● Exercises to complete
1. Reproduce the part of the Charlie Aky interview that begins at the words "We spoke with" and stops after "any unnecessary fuss.".
2. Write what comes next in the Charlie Aky interview, starting right after its final sentence.

● Given text
Charlie Aky is the kind of artist who is already making things worth paying attention to. A guy from the UK who walked away from music in his teens, he found his way back during lockdown through a guitar and TikTok covers, and in 2024 signed with Berlin-based label SEAR Music. His debut EP No Drama drew warm reviews, but his new single “Perfume Regret“ is a different conversation entirely: quieter, deeper, more vulnerable. The song was born from the chance scent of someone else’s perfume in a lift — and from the way a single second can drag you back into the past whole.
We spoke with Charlie about memory, scent, silence in music, and why sometimes you don’t need to explain anything — you just need to feel it. Getting him pinned down for an interview turned out to be quite the quest — schedules, time zones — but we finally managed to cross paths, and the conversation came out exactly the way it was meant to: low-key, honest, and without any unnecessary fuss.

Hey Charlie, I really value you taking the time — with everything you’ve got happening in the studio, music, and all the other aspects of your life, it truly means a lot. Most songwriters will tell you their best material comes from the big stuff — the breakup or the 2 a.m. fight. But “Perfume Regret” didn’t come from any of that. It came from standing in a lift. A few seconds. A scent. Do you think the smallest emotional moments are actually the hardest ones to write about, precisely because there’s nothing to hide behind?

● Entries provided
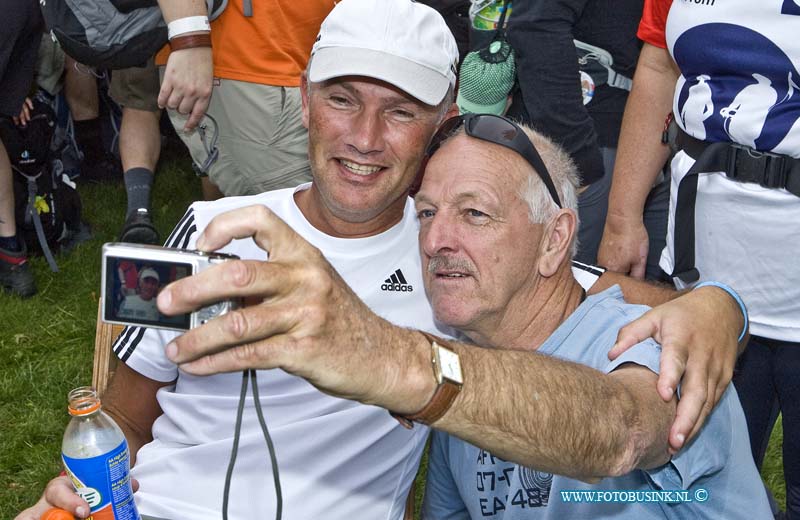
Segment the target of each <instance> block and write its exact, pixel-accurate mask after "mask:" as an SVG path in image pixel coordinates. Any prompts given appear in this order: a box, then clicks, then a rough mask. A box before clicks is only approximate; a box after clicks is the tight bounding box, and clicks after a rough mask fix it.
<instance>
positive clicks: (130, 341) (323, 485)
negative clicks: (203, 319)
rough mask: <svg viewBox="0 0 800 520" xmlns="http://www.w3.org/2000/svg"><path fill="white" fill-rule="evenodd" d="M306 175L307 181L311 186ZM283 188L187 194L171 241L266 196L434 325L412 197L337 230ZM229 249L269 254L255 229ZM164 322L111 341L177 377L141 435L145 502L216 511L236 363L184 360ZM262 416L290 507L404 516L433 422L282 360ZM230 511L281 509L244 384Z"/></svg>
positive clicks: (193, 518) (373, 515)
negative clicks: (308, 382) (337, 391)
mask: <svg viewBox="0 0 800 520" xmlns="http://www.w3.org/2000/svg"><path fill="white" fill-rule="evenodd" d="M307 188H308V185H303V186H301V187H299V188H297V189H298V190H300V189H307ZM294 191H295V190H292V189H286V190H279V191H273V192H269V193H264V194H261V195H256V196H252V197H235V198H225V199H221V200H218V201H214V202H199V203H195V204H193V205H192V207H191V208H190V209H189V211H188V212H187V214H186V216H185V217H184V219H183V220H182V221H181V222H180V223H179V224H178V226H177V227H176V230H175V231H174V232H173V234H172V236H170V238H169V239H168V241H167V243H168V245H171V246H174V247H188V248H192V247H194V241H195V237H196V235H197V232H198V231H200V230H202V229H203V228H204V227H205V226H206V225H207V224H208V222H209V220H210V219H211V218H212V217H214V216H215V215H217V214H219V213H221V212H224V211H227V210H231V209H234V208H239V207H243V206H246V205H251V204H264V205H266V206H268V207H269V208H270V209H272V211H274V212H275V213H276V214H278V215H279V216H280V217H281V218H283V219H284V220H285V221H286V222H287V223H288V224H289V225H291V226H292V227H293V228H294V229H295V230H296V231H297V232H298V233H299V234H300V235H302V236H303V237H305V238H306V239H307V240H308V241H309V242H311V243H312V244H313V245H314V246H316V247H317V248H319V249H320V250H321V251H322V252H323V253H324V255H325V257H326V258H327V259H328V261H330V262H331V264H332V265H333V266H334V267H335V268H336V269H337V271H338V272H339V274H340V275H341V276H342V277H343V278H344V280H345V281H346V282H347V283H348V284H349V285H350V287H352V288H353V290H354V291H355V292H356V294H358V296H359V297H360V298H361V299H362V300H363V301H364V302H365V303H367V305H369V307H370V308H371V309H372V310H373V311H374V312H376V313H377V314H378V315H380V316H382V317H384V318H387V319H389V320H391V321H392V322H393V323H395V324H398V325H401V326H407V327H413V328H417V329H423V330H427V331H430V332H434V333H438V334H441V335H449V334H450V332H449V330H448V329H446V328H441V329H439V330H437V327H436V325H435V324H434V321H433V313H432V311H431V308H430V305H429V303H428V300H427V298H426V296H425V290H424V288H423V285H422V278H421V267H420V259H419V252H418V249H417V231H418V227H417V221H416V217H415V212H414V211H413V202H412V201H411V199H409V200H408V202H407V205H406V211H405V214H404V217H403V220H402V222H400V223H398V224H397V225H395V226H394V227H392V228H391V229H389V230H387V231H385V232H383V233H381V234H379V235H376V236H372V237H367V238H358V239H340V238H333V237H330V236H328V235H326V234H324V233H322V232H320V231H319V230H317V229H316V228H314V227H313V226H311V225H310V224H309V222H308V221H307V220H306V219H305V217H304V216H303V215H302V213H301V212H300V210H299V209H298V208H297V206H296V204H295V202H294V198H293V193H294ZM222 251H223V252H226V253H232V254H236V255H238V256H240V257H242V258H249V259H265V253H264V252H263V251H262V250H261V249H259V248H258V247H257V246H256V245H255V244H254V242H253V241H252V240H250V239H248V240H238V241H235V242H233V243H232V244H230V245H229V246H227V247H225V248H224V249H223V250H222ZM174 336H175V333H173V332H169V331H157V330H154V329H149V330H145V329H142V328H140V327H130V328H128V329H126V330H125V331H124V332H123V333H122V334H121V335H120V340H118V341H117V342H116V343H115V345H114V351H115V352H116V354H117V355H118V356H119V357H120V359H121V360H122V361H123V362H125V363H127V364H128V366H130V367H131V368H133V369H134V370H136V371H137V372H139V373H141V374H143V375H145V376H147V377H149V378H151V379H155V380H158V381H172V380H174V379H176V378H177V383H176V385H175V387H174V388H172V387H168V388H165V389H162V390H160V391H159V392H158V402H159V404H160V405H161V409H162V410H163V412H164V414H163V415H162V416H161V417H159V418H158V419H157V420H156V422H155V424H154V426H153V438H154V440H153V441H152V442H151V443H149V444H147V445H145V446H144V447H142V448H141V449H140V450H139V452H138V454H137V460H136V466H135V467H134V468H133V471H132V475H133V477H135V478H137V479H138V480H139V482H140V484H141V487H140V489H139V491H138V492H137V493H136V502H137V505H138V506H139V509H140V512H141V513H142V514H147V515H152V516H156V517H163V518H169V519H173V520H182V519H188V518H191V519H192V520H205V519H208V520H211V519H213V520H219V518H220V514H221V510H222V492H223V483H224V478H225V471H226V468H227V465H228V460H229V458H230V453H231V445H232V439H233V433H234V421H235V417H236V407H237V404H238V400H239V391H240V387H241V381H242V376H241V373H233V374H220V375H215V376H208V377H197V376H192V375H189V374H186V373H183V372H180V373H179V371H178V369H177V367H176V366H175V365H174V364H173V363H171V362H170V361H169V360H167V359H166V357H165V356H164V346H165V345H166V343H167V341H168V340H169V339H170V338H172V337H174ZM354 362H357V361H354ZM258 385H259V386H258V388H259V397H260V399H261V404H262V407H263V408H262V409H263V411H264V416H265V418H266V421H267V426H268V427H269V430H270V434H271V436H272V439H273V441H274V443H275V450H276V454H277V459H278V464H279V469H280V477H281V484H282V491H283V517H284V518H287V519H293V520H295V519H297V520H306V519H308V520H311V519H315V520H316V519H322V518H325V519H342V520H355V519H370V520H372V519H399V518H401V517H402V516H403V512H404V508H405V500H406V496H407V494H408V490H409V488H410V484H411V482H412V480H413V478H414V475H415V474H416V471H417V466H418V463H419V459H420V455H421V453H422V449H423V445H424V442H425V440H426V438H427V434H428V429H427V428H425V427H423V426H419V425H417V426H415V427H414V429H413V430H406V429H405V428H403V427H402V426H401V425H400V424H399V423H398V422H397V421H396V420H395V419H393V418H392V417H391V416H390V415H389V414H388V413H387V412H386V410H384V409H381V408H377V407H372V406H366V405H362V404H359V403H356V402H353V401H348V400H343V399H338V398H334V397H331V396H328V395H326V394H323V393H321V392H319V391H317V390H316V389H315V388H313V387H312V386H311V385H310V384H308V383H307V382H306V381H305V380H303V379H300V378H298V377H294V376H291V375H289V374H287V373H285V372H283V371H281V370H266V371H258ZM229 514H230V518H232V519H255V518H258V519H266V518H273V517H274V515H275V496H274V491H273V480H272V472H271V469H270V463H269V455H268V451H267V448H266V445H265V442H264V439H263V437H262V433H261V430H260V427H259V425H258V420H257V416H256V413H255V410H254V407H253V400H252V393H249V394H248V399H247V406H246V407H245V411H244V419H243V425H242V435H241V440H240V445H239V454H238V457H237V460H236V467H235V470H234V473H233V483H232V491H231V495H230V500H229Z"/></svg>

● Your responses
1.
We spoke with Charlie about memory, scent, silence in music, and why sometimes you don’t need to explain anything — you just need to feel it. Getting him pinned down for an interview turned out to be quite the quest — schedules, time zones — but we finally managed to cross paths, and the conversation came out exactly the way it was meant to: low-key, honest, and without any unnecessary fuss.

2.
-I think yeah, in a way. A lot of the time it’s just about really digging into how you actually felt in that moment, especially if you want to create proper imagery. You can’t really rely on events, and that’s quite scary, especially if you’re in a session with other people. It does make you feel a bit exposed. It’s like you’re trying to show people something that’s invisible, so every line kind of has to carry weight. And when it works, it can hit even harder than a big story because people recognise those small moments in their own lives. So yeah, those smaller emotional moments are probably the hardest to write about, but they can be the most powerful in a quiet way.
There’s a version of “Perfume Regret” that doesn’t exist — the bigger, louder version with the anthemic chorus and the soaring bridge. You can almost hear the ghost of that arrangement hovering around the track. But you went the other way. You leaned into softness, into restraint, into the space between the notes. Was there a moment in the studio where you had to actively resist making the song bigger? How do you know when a song is asking you to hold back instead of push forward?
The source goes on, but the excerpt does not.